# [To be done]
According to the text below on the rise of financial capital, which cities are the principal financial centers?

# [Text extract]
══════
On a global scale, the neoliberal era has seen the rising power of financial capital. The principal financial centers-- New York, London, Tokyo and, perhaps, Frankfurt--have become centers for attracting and redistributing financial assets throughout the world. With the demise of the socialist bloc and the emergence of eastern European markets, the leading companies in theseocenters have gained even more freedom to concentrate and then redistribute money from one country to another with a simple order transmitted by voice or computer. The global trend of financial deregulation has placed unprecedented amounts of capital at the disposition of these agents, who turn out to be accountable to virtually nobody, as we continually learn when their errors of judgement or corrupt practices provoke failures of a magnitude that require taxpayers in their home countries to bail out the financiers and their agents.
With tremendous accumulations of wealth to be distributed and invested every day, the global financiers--corporate bankers, underwriting firms, mutual funds, insurance companies and even stockbrokers--have become key decision makers in the so- called "emerging markets." They are under constant pressure since they know that they not only have to search out new profitable opportunities and anticipate future trends, but that each decision will influence the attractiveness of the rest of their portfolio, and those of their competitors. The size of their investments is such that a recommendation about a particular company or country can often determine the success or failure of corporate strategies or national economic policies.
══════
# [Record extracts]
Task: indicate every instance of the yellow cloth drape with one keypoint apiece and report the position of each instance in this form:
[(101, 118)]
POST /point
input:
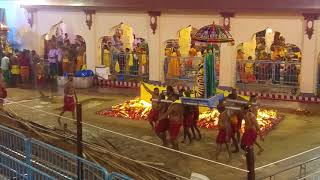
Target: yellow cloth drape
[(144, 95), (106, 57), (127, 36), (15, 70), (143, 59), (117, 67), (173, 69), (130, 63), (249, 48), (185, 40), (79, 63)]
══════
# [Final result]
New York, London, Tokyo and, perhaps, Frankfurt.